Your task is to write out exactly the lines from the line containing "the woman's face" through the end of the records, inclusive at both ends.

[Saved data entries]
_ _ _ _ _ _ _

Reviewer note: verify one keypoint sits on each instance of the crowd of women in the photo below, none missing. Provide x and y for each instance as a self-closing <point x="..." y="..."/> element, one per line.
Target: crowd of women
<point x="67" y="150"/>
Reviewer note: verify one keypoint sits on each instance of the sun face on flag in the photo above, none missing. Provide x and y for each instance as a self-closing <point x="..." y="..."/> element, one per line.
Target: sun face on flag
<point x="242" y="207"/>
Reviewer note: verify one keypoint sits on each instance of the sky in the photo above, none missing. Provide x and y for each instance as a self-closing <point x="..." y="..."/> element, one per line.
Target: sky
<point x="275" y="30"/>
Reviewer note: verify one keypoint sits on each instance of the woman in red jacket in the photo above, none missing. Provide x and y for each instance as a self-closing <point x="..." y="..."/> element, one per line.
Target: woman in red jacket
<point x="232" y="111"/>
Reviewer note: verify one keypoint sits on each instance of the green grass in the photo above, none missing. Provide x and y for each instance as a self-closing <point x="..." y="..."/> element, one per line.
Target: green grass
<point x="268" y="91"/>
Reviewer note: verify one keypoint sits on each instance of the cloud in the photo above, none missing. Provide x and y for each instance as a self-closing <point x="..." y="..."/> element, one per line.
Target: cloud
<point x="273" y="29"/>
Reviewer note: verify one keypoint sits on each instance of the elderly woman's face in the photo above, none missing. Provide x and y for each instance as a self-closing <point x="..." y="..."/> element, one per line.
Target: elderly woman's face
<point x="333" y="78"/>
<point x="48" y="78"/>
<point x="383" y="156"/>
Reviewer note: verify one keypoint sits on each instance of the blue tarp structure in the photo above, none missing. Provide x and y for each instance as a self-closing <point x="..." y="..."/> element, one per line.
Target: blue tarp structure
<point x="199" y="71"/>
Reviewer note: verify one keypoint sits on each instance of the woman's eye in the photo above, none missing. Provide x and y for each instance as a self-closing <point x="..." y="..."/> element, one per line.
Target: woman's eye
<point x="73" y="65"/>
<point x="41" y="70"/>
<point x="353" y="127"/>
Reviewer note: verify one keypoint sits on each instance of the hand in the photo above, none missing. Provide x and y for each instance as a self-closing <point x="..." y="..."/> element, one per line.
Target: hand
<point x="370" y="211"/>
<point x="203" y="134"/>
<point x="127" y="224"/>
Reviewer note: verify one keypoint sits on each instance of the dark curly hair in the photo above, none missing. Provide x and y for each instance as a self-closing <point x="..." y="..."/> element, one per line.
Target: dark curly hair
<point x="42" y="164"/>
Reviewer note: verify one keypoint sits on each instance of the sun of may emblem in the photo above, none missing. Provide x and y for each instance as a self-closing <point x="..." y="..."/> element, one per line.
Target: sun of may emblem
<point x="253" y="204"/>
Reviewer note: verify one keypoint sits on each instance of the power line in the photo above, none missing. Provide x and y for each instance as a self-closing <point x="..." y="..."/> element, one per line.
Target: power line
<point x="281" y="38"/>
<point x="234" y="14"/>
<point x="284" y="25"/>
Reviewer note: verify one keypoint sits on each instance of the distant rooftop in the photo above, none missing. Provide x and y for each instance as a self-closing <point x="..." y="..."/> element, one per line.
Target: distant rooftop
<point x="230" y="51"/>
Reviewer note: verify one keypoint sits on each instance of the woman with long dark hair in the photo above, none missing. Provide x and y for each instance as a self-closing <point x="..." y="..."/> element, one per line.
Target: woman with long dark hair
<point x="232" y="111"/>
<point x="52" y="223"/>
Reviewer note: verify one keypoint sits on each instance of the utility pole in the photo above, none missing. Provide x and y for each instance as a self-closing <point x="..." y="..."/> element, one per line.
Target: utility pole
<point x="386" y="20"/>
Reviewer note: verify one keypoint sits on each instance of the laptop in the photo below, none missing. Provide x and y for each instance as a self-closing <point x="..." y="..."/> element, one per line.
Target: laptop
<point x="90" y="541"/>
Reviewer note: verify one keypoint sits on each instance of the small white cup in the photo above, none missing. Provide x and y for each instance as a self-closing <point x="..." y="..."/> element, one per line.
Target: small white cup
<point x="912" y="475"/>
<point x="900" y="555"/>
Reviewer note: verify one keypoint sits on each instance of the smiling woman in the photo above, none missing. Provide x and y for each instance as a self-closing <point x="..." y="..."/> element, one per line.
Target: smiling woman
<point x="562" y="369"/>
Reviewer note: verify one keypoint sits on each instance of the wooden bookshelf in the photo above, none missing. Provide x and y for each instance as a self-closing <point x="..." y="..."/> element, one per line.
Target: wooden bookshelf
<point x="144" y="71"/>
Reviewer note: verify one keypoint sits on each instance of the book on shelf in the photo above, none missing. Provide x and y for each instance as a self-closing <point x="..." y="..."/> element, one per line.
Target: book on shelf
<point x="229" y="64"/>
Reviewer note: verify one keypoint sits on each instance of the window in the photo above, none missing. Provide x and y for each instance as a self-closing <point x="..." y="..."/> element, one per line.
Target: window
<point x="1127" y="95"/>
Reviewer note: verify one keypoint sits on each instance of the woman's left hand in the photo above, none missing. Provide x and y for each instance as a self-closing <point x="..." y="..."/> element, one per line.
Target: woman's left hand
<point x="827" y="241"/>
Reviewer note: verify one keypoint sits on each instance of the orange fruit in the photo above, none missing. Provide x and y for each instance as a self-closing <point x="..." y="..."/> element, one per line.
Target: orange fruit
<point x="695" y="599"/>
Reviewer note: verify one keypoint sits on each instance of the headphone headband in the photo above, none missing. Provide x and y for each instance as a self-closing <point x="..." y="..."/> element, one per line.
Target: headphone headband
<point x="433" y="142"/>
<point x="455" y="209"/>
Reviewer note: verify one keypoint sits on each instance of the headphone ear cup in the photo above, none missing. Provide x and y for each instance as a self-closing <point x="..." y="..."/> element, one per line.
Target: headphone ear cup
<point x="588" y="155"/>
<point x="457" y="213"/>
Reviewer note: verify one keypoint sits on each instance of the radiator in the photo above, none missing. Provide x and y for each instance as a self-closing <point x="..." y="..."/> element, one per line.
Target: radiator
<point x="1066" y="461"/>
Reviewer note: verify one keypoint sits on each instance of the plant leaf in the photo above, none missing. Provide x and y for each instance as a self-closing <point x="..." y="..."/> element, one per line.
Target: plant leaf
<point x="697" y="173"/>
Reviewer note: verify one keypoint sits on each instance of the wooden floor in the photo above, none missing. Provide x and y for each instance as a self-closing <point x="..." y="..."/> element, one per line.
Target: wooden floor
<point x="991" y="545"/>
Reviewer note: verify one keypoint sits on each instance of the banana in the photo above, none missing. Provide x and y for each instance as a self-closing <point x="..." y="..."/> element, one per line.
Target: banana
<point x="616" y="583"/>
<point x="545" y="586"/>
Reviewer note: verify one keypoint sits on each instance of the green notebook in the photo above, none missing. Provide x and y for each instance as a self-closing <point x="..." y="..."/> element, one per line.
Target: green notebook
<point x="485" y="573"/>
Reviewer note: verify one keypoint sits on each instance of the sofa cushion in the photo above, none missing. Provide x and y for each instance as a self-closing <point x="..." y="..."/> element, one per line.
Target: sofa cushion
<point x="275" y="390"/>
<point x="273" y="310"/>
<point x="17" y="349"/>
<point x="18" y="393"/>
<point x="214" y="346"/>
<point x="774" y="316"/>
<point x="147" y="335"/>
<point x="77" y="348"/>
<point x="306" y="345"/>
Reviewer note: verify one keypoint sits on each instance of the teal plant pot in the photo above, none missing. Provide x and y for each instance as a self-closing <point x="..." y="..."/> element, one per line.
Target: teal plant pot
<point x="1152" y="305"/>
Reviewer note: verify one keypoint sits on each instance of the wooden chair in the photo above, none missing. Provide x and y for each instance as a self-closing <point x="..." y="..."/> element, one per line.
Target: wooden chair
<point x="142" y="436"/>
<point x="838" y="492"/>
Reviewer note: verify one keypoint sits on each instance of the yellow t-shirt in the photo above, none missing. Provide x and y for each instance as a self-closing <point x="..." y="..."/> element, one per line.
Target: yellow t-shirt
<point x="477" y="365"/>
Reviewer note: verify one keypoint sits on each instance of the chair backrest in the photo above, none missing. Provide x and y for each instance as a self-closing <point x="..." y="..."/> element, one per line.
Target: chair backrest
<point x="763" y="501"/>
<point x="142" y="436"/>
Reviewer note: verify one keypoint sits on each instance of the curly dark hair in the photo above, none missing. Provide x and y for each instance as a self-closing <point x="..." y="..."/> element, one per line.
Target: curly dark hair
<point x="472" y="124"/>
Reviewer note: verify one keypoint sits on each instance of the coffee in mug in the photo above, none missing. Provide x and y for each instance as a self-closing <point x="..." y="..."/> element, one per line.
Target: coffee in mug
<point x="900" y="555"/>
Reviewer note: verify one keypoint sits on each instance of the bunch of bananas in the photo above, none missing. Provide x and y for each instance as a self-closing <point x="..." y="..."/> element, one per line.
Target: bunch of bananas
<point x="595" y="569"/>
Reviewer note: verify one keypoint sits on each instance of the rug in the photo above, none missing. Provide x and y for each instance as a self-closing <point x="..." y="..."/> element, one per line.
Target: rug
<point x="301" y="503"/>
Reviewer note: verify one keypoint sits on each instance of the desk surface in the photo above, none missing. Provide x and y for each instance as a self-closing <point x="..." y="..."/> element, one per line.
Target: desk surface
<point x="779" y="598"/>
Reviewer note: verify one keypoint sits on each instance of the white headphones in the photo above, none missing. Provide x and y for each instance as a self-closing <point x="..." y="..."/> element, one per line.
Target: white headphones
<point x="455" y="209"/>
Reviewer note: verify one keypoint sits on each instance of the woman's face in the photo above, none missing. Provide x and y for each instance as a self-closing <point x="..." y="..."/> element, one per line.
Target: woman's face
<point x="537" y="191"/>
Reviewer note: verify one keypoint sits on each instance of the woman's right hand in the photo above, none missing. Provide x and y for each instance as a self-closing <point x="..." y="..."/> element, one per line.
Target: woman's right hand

_ _ _ _ _ _ _

> _Answer for this exercise_
Reviewer note: verify one keypoint sits on each instance of the woman's face in the photo above, none missing. Provide x and y for each instance as a self-closing <point x="..." y="..."/> element, one per line.
Target: woman's face
<point x="537" y="191"/>
Reviewer note: verify one keypoint sits on each instance of the woman's right hand in the photo above, none missing. Provide x and y for each instance as a self-closing <point x="..." y="..."/> element, one per line.
Target: woman's right hand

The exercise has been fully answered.